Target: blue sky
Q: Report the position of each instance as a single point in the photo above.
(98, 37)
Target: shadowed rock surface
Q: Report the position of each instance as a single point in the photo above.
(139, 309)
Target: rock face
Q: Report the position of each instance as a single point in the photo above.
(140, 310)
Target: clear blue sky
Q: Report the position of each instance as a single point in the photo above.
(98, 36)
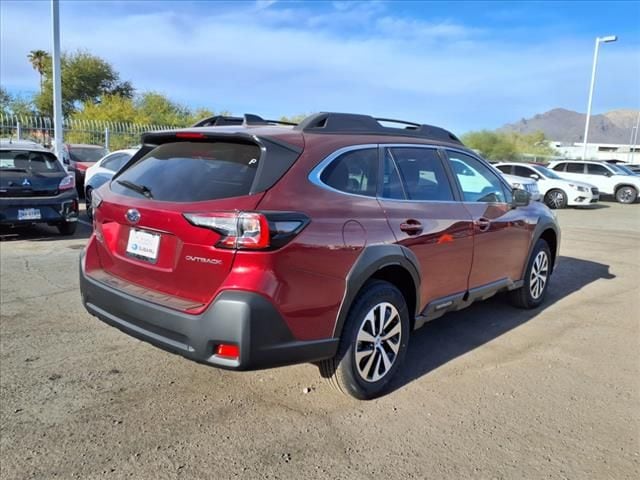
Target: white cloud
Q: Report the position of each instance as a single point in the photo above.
(355, 57)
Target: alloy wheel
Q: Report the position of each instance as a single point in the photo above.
(556, 199)
(539, 274)
(378, 342)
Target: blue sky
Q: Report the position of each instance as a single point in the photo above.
(461, 65)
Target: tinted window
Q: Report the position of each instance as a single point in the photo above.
(86, 154)
(193, 172)
(354, 172)
(575, 168)
(39, 162)
(115, 161)
(520, 171)
(421, 173)
(477, 181)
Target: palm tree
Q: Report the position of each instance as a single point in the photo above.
(38, 59)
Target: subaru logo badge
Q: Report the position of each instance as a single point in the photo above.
(133, 216)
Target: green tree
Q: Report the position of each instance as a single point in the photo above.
(86, 79)
(39, 59)
(507, 145)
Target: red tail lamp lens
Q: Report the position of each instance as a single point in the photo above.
(229, 351)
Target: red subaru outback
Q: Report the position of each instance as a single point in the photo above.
(257, 245)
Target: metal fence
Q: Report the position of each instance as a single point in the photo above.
(113, 135)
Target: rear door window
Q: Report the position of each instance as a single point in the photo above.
(575, 168)
(191, 172)
(421, 173)
(115, 162)
(478, 182)
(593, 169)
(354, 172)
(520, 171)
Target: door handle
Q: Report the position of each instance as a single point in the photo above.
(411, 227)
(483, 224)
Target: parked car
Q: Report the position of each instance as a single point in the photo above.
(556, 191)
(607, 177)
(35, 188)
(101, 172)
(79, 157)
(634, 167)
(254, 246)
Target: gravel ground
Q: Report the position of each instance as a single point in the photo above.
(489, 392)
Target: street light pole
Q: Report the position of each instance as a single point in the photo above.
(610, 38)
(57, 82)
(632, 147)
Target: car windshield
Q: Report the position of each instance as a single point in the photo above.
(547, 172)
(24, 160)
(86, 154)
(626, 170)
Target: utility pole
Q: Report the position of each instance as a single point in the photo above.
(608, 39)
(57, 82)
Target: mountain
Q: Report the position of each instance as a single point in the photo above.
(567, 126)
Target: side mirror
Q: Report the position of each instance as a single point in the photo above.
(521, 198)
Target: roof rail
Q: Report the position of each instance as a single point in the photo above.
(330, 122)
(246, 119)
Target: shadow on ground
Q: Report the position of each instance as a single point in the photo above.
(457, 333)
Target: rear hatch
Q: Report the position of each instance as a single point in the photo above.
(29, 173)
(155, 221)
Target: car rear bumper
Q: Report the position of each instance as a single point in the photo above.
(235, 317)
(56, 209)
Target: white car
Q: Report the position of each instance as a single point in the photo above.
(555, 191)
(608, 178)
(109, 164)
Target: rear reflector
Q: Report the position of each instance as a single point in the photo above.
(229, 351)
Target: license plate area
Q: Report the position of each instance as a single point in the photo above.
(29, 214)
(143, 245)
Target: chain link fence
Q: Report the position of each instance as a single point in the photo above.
(113, 135)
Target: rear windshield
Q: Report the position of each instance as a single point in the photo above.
(33, 162)
(86, 154)
(191, 172)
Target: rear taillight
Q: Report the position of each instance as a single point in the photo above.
(251, 230)
(67, 182)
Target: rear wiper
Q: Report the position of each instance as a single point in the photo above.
(141, 189)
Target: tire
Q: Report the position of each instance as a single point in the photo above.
(67, 228)
(87, 203)
(536, 278)
(556, 198)
(626, 194)
(352, 371)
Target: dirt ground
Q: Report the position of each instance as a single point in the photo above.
(489, 392)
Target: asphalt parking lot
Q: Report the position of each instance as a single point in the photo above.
(488, 392)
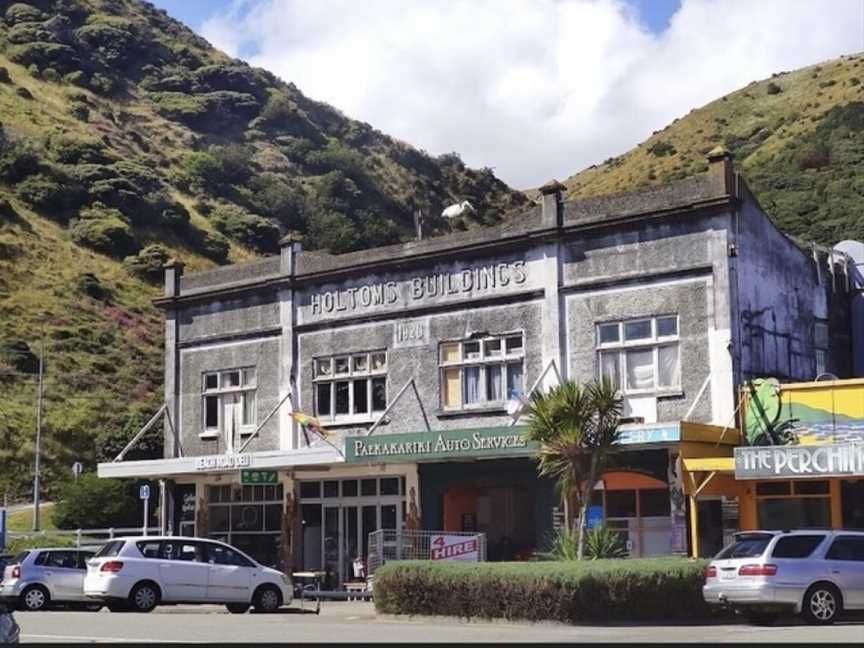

TASK BRIEF: Please reproduce the lines word for word, beginning at the line that contains "Target: dirt ground" and continuing through the last line, with both ends included. Leave the pictures out of your answer.

CORRECT OUTPUT:
Target: dirt ground
Q: Report the position of each instance as a single point in the photo above.
(489, 392)
Target: asphalt parking lot
Q: Report the position of each instance as a single point in the photo above.
(488, 392)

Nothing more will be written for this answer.